• YOUR OBJECTIVE: Set out as a numbered list, with blank lines skipped, the lines starting at the one containing "like x=172, y=33." and ending at the last line below.

Location identification entries
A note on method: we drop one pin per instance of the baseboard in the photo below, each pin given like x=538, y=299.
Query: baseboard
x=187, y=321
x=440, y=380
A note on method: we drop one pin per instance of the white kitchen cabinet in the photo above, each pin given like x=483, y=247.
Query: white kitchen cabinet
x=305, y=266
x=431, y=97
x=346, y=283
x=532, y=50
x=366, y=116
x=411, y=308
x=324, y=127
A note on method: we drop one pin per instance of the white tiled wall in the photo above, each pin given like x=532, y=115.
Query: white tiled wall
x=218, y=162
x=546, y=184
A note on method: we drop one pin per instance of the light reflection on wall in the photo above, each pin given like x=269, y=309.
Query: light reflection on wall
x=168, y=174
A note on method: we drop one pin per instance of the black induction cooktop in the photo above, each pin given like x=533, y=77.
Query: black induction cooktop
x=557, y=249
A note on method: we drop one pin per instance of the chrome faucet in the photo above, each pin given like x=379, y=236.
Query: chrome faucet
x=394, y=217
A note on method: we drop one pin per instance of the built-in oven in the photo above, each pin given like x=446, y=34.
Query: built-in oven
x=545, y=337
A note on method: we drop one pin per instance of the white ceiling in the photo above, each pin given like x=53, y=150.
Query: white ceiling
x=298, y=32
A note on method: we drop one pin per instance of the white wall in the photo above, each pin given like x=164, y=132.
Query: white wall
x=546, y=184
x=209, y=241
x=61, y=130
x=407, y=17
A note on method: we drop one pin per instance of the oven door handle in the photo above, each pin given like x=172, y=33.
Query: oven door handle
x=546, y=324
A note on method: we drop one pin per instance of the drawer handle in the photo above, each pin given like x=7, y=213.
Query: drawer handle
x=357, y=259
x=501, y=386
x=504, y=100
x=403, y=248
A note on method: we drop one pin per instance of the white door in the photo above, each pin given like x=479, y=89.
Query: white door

• ANSWER TO THE TASK:
1. A note on method: we drop one pin per instance of the oven door handle in the photo above, each pin given like x=172, y=33.
2. Query: oven door handle
3. x=546, y=324
4. A note on method: we drop one pin per instance of the drawer handle in the photo above, each pin given like x=7, y=213.
5. Query: drawer handle
6. x=357, y=259
7. x=501, y=386
8. x=504, y=100
9. x=403, y=248
10. A note on method: we drop one pin per instance of the white door in the photo above, each pin given like x=479, y=89.
11. Query: white door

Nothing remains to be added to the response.